* INSTRUCTIONS FOR THE TASK *
The records below must be retyped exactly.

-------- SUPPLIED RECORDS

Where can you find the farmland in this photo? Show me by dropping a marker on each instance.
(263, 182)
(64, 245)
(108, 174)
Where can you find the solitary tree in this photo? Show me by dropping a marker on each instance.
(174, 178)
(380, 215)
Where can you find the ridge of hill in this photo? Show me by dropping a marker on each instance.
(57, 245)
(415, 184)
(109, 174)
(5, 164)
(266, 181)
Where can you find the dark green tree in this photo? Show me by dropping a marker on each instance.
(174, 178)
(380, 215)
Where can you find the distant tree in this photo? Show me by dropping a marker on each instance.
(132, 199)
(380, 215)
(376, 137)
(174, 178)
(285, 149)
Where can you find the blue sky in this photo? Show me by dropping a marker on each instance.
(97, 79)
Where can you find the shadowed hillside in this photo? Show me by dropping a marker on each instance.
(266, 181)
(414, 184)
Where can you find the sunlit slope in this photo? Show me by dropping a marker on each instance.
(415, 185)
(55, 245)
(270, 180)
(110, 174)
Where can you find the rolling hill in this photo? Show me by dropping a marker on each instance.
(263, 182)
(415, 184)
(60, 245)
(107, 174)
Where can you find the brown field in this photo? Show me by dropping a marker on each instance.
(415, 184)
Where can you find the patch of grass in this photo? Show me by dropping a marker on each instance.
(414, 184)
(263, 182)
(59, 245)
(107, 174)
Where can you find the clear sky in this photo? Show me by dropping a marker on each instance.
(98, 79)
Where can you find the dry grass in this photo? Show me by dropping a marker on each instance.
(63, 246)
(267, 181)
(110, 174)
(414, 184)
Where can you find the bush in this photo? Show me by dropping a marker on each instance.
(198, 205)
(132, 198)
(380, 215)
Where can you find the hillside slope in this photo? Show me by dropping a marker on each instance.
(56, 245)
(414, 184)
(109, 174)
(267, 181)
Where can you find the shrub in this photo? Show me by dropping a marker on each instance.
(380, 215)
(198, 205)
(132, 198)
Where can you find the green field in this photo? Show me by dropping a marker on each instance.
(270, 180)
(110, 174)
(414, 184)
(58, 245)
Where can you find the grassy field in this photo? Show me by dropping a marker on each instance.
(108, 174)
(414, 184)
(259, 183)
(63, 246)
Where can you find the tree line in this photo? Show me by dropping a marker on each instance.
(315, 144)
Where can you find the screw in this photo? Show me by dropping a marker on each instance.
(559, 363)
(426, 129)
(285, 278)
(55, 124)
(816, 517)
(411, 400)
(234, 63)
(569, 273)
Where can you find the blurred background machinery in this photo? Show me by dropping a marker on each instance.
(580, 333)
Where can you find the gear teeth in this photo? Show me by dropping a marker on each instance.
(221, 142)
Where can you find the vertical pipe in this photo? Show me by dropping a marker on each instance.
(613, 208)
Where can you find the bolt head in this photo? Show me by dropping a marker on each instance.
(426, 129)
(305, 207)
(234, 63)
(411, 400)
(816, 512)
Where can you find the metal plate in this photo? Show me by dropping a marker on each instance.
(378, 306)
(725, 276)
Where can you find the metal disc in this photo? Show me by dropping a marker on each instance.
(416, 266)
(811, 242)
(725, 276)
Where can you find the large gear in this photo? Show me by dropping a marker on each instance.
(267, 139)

----------------

* REPLY *
Where can you find the farmland in this photo? Show me by dropping a marker on each instance.
(263, 182)
(64, 245)
(108, 174)
Where can you find the solitary tree in this photo? Show me by dropping a marker on each instance.
(174, 178)
(380, 215)
Where can you find the ridge of hill in this photo? Show me by dropping a marker on each instance.
(57, 245)
(415, 184)
(109, 174)
(5, 164)
(266, 181)
Where can you find the dark green tree in this photo? Show me by dropping a marker on each instance.
(174, 178)
(380, 215)
Where can you find the distant tree in this photo? Show me by dropping a marker on each instance.
(132, 199)
(380, 215)
(376, 137)
(174, 178)
(285, 149)
Where can you find the blue sky in this photo? Show me by dropping a marker on each instance.
(97, 79)
Where can you find the shadowed hillside in this photo? Show me by dropping a marker on each instance.
(266, 181)
(414, 184)
Where can you find the sunlit slope in this photo? Show me by dropping a marker on each instance.
(415, 185)
(55, 245)
(270, 180)
(110, 174)
Where can you find the rolling hill in this photo? Show me by dropping a marker on each instance.
(263, 182)
(415, 184)
(60, 245)
(107, 174)
Where can you find the brown field in this photo? Show me by dropping a marker on each instance.
(415, 184)
Where can you find the patch of grass in this photo? Show me by dropping a marker on each instance.
(414, 184)
(263, 182)
(59, 245)
(107, 174)
Where can you find the clear sky in this photo? Show me by dropping a marker on each instance.
(98, 79)
Where can you find the dry grass in this photo? Show me by dropping a marker on each instance.
(63, 246)
(267, 181)
(110, 174)
(414, 184)
Where can you find the bush in this photo? Show me by dropping a marker on each instance.
(198, 205)
(132, 198)
(380, 215)
Where can you find the hillside slope in this photo? Show me by dropping a marker on each instance.
(56, 245)
(414, 184)
(109, 174)
(267, 181)
Where can you find the shrub in this photo? Show me by dropping a marker on each instance.
(380, 215)
(198, 205)
(132, 198)
Where can you find the green field in this photo? Show me by dropping a marker on each instance.
(270, 180)
(110, 174)
(414, 184)
(58, 245)
Where can you find the grassy field in this photo? Show me by dropping a marker on each instance.
(108, 174)
(414, 184)
(259, 183)
(63, 246)
Where can you find the tree line in this photo? Show me by dropping a marker on each instance.
(315, 144)
Where can you find the screw in this photo? Show me by dropping a marker on each instance.
(559, 363)
(426, 129)
(285, 278)
(55, 124)
(816, 517)
(411, 400)
(234, 63)
(569, 273)
Where can you find the blurred background machinery in this photo? Show me by dropping a marker on each instance.
(580, 333)
Where can you find the gear teeth in this photo? Show me by dropping a marker on each instance.
(221, 142)
Where can you find the vertical pipe in this photo? Show me by dropping a marker on each instance.
(613, 208)
Where can you find the bolt head in this photo? Show me by dropping a marker on each instance.
(426, 129)
(305, 207)
(234, 63)
(411, 400)
(816, 512)
Where can you find the metal plate in this photo? Show me by dropping a marker on each instance.
(378, 306)
(725, 276)
Where can you find the metal disc in this photo? Show me by dropping a marker on each instance.
(416, 266)
(811, 242)
(725, 276)
Where can you find the large gear in this photo? Show me by dropping a marker on each instance.
(267, 139)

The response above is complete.